>> START DATA SUPPLIED
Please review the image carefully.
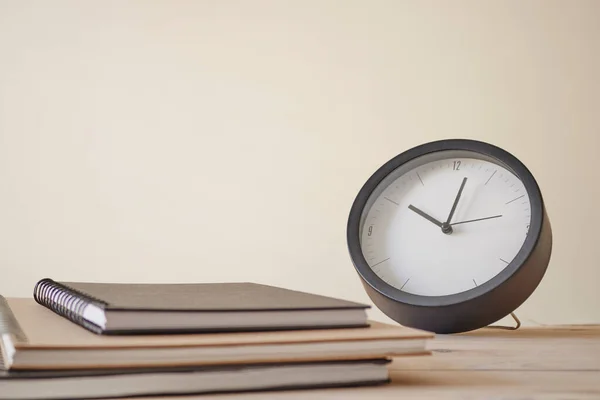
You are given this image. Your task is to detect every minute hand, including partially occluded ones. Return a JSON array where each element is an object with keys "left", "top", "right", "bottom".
[
  {"left": 446, "top": 176, "right": 467, "bottom": 225},
  {"left": 450, "top": 215, "right": 502, "bottom": 226}
]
>> END DATA SUPPLIED
▶ _WHAT YOU SHOULD DO_:
Copy the rows above word for word, leaving out the pictures.

▶ _SOLUTION TO THIS TASK_:
Please review the image carefully.
You are given this image. Your task is to detect every minute hand, including partially occluded ones. Return a JSON array where each element is an object with keys "left", "top", "right", "bottom".
[
  {"left": 446, "top": 176, "right": 467, "bottom": 225},
  {"left": 450, "top": 215, "right": 502, "bottom": 226}
]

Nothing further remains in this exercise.